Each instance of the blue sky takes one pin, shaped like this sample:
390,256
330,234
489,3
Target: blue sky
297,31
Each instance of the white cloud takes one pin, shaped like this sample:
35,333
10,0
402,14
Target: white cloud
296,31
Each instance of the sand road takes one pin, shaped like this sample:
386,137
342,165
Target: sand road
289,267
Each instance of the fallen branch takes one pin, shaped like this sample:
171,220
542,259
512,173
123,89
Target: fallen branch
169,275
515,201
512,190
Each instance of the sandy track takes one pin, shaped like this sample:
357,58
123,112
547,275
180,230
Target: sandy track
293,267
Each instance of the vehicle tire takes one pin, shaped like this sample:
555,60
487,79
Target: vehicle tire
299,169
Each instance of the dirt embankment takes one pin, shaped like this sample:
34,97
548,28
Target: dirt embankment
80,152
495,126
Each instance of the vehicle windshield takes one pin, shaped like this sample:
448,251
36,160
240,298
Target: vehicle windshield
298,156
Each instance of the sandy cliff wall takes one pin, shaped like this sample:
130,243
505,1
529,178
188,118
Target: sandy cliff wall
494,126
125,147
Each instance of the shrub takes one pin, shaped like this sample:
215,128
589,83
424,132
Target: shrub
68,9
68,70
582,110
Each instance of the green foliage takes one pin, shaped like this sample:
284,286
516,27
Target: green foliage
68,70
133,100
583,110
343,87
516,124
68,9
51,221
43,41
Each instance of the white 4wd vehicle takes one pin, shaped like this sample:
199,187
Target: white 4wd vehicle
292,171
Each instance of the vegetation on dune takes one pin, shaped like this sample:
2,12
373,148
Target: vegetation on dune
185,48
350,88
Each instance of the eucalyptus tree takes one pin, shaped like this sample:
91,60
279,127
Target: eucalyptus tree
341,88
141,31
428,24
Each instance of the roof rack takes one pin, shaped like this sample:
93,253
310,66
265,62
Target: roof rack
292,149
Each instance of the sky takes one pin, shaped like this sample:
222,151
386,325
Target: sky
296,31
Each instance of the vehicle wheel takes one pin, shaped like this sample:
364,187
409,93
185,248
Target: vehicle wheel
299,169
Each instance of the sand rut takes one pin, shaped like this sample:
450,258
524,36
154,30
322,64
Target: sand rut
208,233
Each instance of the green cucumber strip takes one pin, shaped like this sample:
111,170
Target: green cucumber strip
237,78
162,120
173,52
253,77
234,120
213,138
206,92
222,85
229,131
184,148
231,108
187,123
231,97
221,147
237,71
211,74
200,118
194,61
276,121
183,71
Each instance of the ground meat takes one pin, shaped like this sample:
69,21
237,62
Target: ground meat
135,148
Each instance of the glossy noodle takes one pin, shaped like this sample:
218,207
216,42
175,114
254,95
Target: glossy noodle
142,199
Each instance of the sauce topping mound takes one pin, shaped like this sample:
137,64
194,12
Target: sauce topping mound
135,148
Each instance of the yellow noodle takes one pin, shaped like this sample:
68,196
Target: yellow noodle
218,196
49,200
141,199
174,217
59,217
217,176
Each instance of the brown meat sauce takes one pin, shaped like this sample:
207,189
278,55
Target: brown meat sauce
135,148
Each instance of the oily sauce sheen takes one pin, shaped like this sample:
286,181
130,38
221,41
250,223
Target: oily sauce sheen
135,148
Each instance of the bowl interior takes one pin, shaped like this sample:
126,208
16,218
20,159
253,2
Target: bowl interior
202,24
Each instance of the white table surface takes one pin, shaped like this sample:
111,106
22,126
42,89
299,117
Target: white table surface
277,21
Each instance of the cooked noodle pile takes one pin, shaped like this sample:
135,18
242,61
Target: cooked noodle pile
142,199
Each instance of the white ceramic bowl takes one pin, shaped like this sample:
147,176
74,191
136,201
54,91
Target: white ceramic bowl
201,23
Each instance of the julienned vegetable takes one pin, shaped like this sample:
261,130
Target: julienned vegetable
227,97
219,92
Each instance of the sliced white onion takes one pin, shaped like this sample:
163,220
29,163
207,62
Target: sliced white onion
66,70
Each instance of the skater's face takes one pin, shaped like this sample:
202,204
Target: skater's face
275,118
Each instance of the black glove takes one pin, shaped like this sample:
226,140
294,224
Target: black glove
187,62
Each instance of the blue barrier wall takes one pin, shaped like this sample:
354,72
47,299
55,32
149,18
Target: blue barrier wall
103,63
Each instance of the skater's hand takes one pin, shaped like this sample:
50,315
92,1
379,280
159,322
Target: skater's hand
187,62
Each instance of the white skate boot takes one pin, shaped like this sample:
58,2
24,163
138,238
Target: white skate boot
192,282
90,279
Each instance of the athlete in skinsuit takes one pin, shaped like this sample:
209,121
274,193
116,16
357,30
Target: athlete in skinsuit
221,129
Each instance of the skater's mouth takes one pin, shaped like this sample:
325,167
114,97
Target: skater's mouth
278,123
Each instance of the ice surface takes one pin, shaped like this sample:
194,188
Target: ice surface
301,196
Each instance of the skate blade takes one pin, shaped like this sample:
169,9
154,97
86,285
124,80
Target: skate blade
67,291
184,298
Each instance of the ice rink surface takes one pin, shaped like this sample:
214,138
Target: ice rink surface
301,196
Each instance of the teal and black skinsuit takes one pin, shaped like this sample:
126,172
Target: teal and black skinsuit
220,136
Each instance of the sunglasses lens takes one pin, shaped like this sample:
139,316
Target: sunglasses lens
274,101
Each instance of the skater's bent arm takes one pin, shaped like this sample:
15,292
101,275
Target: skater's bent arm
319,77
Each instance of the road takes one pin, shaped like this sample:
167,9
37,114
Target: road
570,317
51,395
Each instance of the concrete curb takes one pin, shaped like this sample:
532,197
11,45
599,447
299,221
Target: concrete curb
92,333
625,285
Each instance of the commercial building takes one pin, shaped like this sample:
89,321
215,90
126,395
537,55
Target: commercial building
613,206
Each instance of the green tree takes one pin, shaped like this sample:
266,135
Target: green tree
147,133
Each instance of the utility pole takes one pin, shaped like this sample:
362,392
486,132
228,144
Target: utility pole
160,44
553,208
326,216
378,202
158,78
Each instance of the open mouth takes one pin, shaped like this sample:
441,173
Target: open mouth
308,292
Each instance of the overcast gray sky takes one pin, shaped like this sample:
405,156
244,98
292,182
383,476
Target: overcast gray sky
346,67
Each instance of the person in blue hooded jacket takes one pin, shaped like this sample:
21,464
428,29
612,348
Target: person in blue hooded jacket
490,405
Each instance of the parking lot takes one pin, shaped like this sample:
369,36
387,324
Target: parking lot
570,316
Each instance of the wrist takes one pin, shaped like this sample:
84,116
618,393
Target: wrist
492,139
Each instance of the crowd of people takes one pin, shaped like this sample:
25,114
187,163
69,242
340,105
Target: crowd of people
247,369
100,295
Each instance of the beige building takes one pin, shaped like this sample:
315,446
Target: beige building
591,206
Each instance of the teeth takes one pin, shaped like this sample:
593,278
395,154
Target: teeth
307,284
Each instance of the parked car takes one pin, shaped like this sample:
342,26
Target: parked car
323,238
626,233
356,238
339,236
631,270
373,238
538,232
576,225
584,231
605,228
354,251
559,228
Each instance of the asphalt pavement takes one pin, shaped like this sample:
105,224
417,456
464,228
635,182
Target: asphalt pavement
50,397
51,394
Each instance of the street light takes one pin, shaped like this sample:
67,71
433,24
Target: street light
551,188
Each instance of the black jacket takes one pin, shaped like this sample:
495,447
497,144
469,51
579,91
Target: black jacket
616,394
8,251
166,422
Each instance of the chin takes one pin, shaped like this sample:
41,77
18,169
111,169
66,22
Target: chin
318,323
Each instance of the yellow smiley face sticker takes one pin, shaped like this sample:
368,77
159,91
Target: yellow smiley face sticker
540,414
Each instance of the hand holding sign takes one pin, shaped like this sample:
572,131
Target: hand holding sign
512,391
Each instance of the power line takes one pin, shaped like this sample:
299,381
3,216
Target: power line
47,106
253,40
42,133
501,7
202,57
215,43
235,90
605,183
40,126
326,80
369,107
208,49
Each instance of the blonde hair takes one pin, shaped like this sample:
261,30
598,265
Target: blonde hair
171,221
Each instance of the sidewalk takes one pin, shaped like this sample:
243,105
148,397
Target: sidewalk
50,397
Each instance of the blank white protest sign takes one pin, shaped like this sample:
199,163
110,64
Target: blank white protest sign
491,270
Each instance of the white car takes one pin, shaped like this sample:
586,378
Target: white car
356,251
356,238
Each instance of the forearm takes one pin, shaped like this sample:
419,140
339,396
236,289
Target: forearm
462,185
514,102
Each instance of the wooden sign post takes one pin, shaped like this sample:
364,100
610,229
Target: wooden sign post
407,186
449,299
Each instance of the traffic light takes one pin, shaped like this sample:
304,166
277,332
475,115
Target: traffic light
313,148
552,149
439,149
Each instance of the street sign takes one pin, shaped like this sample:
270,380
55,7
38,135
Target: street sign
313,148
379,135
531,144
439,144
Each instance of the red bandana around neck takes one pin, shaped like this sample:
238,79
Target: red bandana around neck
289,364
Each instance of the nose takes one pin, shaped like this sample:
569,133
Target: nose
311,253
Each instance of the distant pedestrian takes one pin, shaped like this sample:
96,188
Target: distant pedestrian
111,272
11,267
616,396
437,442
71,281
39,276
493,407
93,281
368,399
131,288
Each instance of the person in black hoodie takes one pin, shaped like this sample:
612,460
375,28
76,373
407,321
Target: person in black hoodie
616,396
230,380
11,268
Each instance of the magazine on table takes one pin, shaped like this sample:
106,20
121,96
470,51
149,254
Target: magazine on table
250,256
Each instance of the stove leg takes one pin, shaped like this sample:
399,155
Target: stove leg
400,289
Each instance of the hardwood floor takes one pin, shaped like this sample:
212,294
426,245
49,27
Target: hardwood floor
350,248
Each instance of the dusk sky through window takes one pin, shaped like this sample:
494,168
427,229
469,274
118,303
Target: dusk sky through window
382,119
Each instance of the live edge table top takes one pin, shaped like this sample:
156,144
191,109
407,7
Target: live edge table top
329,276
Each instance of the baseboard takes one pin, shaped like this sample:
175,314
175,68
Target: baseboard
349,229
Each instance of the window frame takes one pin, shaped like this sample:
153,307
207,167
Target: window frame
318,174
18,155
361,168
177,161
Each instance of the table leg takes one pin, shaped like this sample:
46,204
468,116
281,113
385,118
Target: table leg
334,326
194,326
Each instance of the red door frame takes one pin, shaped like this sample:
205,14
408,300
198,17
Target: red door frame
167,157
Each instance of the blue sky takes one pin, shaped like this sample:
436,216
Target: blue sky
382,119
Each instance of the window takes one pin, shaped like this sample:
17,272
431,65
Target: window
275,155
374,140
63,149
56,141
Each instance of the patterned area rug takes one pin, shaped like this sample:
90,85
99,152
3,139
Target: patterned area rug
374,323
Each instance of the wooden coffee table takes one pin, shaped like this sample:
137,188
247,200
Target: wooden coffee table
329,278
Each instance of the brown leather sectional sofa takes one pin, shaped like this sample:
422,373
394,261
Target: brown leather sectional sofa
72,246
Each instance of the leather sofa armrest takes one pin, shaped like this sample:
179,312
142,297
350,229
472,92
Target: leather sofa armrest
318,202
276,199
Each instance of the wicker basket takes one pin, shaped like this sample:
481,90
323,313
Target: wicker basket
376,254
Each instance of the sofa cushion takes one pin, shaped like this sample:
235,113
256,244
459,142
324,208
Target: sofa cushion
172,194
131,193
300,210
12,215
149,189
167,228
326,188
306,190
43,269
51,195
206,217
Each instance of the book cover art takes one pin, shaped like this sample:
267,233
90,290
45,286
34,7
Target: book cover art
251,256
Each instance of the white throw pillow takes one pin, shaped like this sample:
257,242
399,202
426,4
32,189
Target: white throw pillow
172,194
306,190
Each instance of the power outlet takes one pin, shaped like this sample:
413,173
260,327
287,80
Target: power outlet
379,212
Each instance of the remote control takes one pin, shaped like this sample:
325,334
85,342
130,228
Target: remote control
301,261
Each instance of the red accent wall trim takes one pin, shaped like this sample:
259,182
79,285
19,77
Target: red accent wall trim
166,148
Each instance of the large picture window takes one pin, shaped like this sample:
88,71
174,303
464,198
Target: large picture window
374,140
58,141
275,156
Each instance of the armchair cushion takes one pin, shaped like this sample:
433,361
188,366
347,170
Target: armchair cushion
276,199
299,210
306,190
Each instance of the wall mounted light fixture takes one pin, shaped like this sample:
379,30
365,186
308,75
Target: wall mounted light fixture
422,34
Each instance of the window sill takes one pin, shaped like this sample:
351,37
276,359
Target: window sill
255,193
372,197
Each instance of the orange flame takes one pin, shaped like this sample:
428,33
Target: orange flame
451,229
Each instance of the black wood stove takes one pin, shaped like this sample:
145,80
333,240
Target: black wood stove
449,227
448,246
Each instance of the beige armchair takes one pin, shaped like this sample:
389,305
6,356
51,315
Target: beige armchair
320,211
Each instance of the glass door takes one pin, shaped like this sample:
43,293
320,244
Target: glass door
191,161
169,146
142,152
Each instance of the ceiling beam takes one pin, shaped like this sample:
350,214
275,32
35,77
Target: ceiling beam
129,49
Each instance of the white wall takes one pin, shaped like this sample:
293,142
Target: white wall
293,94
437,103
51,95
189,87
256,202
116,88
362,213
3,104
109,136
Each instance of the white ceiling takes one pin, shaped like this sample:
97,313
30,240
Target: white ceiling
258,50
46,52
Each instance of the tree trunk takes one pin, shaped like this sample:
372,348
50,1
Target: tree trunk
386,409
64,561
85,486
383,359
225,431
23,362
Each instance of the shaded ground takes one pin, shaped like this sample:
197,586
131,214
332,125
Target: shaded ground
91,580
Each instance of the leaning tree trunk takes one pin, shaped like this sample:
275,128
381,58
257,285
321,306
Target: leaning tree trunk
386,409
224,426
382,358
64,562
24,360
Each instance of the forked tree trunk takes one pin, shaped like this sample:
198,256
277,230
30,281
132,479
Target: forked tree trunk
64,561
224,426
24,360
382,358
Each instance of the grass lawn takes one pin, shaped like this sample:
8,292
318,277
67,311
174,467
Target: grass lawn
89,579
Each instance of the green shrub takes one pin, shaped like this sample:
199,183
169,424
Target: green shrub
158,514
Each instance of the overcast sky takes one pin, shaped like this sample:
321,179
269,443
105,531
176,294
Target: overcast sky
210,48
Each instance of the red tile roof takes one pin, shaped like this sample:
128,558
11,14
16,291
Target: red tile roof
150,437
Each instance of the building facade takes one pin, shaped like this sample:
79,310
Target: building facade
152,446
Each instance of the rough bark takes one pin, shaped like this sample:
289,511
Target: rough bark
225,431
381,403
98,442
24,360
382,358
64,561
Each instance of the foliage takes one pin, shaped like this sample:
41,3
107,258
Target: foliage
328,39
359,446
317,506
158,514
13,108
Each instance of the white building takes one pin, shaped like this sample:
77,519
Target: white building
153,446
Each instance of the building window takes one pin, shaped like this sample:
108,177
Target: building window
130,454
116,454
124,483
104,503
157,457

| Given instruction |
Beginning at the line containing "Each instance of the white wall", repeat each line exactly through the last line of the entries, and include no other lines.

| Problem solution |
Each instance of the white wall takes one pin, shaped like this sample:
293,142
Target: white wall
293,94
437,103
51,95
189,87
256,202
116,88
362,213
3,104
109,136
Each instance of the white ceiling takes one pin, shaped like this sample:
97,313
30,240
Target: white ceiling
258,50
46,52
Each instance of the tree trunk takes one pin, shaped like this sample:
372,348
50,1
Target: tree trunk
386,409
64,561
85,486
383,359
225,431
23,362
Each instance of the shaded ground takes one pin, shaped like this sample:
197,586
131,214
332,125
Target: shaded ground
91,580
Each instance of the leaning tree trunk takes one pin, shaped like this sample:
275,128
381,58
257,285
321,306
Target: leaning tree trunk
386,409
224,426
382,358
64,562
24,360
Each instance of the forked tree trunk takes one pin, shaped like this sample:
198,256
277,230
30,281
132,479
Target: forked tree trunk
64,561
224,426
24,360
382,358
Each instance of the grass lawn takes one pin, shaped like this sample:
8,292
318,277
67,311
174,467
Target: grass lawn
89,579
Each instance of the green shrub takes one pin, shaped like this sample:
199,183
169,424
Target: green shrub
158,514
Each instance of the overcast sky takes one pin, shaped like this sample:
321,179
269,443
105,531
176,294
Target: overcast sky
210,48
Each instance of the red tile roof takes one pin, shaped like this sample:
128,558
11,14
16,291
Target: red tile roof
150,437
Each instance of the building facade takes one pin, shaped like this sample:
79,310
Target: building facade
152,446
Each instance of the rough bark takes one pin, shaped like this sample:
289,511
Target: rough bark
225,431
381,403
98,442
24,360
382,358
64,561
Each instance of the foliage takes one pin, shaped like this sample:
41,3
107,258
Target: foliage
328,39
359,446
317,506
158,514
13,108
Each instance of the white building takes one pin, shaped like this sample:
77,519
Target: white building
153,446
Each instance of the building window takes one pin, shaped like this sample:
108,177
Target: building window
130,454
116,454
124,483
104,503
157,457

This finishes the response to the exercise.